_Task objective_
Nothing but the lines from the one containing "k so looking at the picture above, point out the sky" to the end of the data should be returned, each exactly as written.

:: Provided information

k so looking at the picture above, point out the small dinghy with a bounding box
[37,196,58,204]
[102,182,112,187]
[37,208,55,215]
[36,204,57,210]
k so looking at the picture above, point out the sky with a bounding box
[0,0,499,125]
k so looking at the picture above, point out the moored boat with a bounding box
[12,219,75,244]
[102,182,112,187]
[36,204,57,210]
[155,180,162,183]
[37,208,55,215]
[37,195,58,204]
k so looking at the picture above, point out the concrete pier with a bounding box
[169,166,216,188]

::::

_Reply_
k so looking at the picture above, point out the sky with a bounding box
[0,0,499,125]
k so looking at the picture above, point out the moored boat with a bounding box
[12,219,75,244]
[102,182,112,187]
[36,204,57,210]
[155,180,162,183]
[37,208,55,215]
[37,195,58,204]
k so looking at the picture above, point out the concrete pier with a bounding box
[169,166,216,188]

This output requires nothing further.